INSTRUCTIONS FOR THE TASK -> Those lines of the data that hold the word "Target" are to be copied out.

Collection entries
>>>>>

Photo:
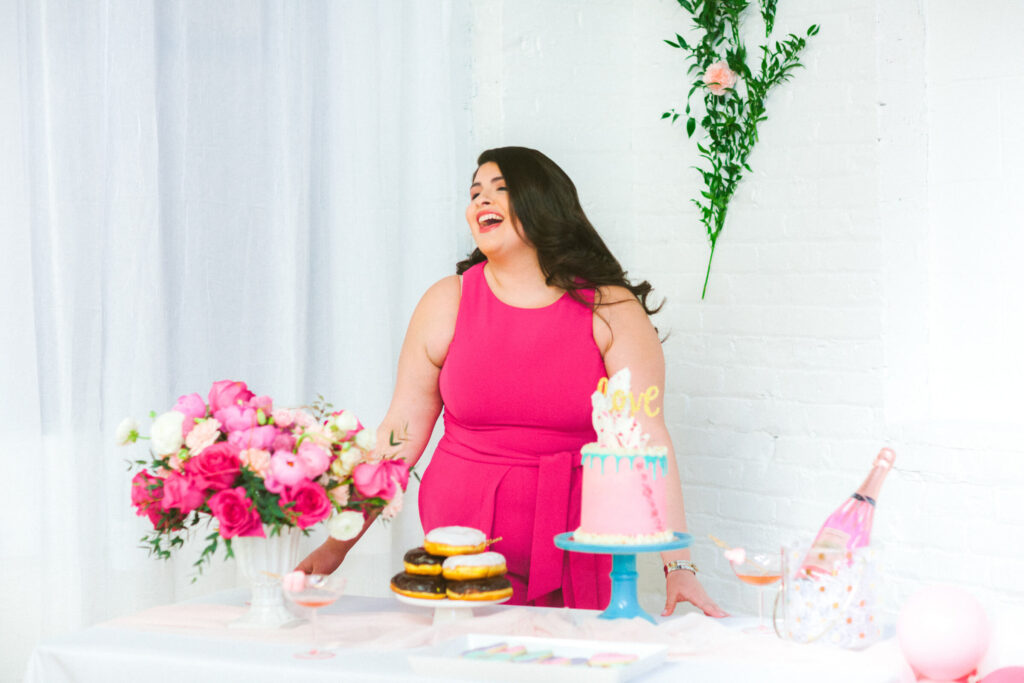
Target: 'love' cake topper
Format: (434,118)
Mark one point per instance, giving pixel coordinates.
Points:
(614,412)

<<<<<
>>>>>

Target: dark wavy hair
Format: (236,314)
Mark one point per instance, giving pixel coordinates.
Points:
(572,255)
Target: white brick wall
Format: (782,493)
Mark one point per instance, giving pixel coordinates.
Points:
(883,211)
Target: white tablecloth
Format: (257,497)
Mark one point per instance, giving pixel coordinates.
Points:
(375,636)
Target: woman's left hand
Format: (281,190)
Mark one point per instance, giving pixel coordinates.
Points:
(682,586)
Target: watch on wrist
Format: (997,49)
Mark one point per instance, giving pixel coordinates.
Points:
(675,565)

<<<<<
>>>>>

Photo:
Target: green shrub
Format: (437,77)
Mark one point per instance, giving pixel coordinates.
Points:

<<<<<

REPLY ->
Target: 'love' cake topper
Target: dark wavy hair
Target: white brick wall
Target: white tablecloth
Target: woman's left hand
Target: watch on wrist
Target: green shrub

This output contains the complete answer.